**Passage:**

MISP was originally conceived to share IoCs with other researchers. STIX 2 is a language and serialization format used to exchange cyber threat intelligence (CTI). STIX 1 (2012) is nearly as old as MISP (2011), but has been deprecated in favor over STIX 2.
Conversion between the two formats is often necessary, as one might want to ingest MISP data into a TAXII server, or have a MISP server that needs STIX data from a TAXII server. MISP uses its own data format for events and there is no complete overlap between STIX and MISP formats. As a consequence, conversion is lossy, information is lost.
I recently wanted to set up a pipeline to ingest data from a TAXII server into MISP. It is very straightforward if you do not want to modify your data before uploading it to MISP. However, if you need to enrich your MISP data before the upload, for example by adding tags or setting the threat level, things get interesting. Since I ran into some oddities and did not find much help, I’m writing down the steps needed to ingest STIX data into MISP with the intermediary step to enrich the converted data.

**Actions to take:**
1. Based on the passage on MISP and STIX, do these statements agree with it? (a) STIX 1 came out before MISP. (b) Converting between the STIX and MISP formats loses information. (c) Ingesting TAXII data into MISP is simple when the data does not need to be changed first. For each, answer yes or no and quote the words that decide it.
2. Write the next part of the passage on MISP and STIX, picking up right after its last sentence.

**Recorded data:**
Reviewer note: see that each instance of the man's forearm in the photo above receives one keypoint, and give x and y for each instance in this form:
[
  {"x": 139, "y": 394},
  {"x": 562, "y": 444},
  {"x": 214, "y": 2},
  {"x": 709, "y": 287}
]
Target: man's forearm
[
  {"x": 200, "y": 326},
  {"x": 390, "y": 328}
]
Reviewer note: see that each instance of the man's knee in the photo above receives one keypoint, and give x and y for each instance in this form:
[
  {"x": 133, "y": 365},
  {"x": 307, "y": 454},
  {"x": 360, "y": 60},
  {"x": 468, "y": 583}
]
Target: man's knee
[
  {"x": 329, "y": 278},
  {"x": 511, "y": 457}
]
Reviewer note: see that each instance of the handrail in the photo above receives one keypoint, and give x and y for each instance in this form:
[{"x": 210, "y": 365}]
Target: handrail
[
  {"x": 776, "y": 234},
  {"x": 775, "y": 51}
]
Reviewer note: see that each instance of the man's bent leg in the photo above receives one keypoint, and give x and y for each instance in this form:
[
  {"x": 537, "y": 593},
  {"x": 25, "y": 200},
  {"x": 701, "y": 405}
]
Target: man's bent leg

**Answers for the tasks:**
1.
(a) No: "STIX 1 (2012) is nearly as old as MISP (2011)"
(b) Yes: "conversion is lossy, information is lost"
(c) Yes: "It is very straightforward if you do not want to modify your data before uploading it to MISP"

2.
Overview of the Pipeline
Here’s the steps for a successful conversion:
- Download STIX data from TAXII server
- Convert data to MISP format
- Create MISP event object
- Enrich event data
- Create event via API in MISP
The code snippets below are incomplete (no credentials and such) and unrefined (no error handling), to focus on the important steps. For the intermediary files you might want to use Python’s tempfile instead or clean them up via a cronjob.
Requirements
To successfully convert STIX data to MISP, you need an additional library. Note that there’s several (unmaintained) converters out there, but I use the official one from the MISP project called misp-stix. Also note that from January 1st 2024 onwards, pyMISP requires at least Python 3.10 to run, even though your MISP installation might still use an older Python version.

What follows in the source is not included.